* YOUR OBJECTIVE: Copy every one of the entries below word for word, line by line.

* Excerpts from a point labeling dataset:
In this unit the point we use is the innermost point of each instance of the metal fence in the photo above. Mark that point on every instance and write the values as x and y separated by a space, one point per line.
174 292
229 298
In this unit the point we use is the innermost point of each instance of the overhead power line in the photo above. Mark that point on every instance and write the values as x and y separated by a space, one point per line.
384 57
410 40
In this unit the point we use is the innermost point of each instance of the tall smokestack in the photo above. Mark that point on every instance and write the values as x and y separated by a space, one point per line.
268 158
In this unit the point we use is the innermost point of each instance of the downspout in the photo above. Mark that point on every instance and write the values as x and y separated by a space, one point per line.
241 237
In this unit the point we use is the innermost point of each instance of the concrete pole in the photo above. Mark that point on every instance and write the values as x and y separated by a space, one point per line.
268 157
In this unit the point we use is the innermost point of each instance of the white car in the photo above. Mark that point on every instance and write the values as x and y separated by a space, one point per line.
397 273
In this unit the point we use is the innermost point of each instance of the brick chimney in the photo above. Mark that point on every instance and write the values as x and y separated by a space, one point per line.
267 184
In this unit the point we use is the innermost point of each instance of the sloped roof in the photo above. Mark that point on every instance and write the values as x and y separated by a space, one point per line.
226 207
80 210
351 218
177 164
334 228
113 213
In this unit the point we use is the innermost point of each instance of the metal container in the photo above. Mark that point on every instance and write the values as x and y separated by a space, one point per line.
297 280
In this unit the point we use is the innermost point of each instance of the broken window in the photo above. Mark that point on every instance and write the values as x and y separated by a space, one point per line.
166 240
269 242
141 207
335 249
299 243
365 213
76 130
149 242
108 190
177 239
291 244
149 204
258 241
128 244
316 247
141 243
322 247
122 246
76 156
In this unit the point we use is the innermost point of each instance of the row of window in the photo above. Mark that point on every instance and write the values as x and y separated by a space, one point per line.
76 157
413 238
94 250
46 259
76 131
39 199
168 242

* EXERCISE OUTPUT:
In this unit the point we use is the innermost point of each instance of the metal fence in the photo above. Mark that point on every instance and write the values as x and y separated by a space, one point per line.
174 292
229 298
In this unit the point we use is the innermost point of each instance of the overhead power line in the photo above. Mark that point on every instance and write the values as x and y separated by a space, one point per line.
384 57
410 40
In this unit the point we use is the innermost point of each instance of the tall smokestack in the photo above. Mark that point on every instance and write the values as x and y separated by a space, one point per line.
268 158
In this unit the point we use is the innermost point of each instance of the downspout in the photo above. Mark that point on every instance and write the values as x and y separated by a space, one point per line.
241 237
In this unit the point we use is the innermost point of each instance of the concrete pole in the photo above. Mark that point on every instance and write the values as x and y separated by a space, one point per line.
268 157
In this unit the point we use is the innermost point of each instance of the white car in the photo above. Mark that point on every instance and write the values as x and y separated by a space, one point per line.
397 273
In this unit the point we use is the innermost point of each instance of the brick chimney in the photo above. Mark that point on every instance and write the values as x and y separated by a space, one point per line.
267 184
In this unit the point we use is the innermost point of each instance of the sloped roof in the photo above. Mark that point on every instance and write the values as x and y separated by a space, one point per line.
226 207
80 210
351 218
177 164
334 228
113 213
In this unit the point we use is the innermost point of each instance of the metal container in the photo above. Mark that point on every instance and write the values as x and y separated by a space, one point per line.
297 280
In this unit the point we use is the innermost point of each instance of the broken window in the photo above. Mark that point on every instance and write the values as x and y separated by a space, one point per line.
166 240
269 242
141 207
335 249
299 243
365 213
76 130
149 242
108 190
177 239
291 244
149 204
258 241
128 244
316 247
141 243
322 247
122 246
76 156
In this unit the point we use is the innermost point of each instance of the row of window in the photo above. Mark that point on every instance and write the values as x and y separated by a space, one point per line.
76 157
413 238
94 250
46 259
76 131
39 199
168 242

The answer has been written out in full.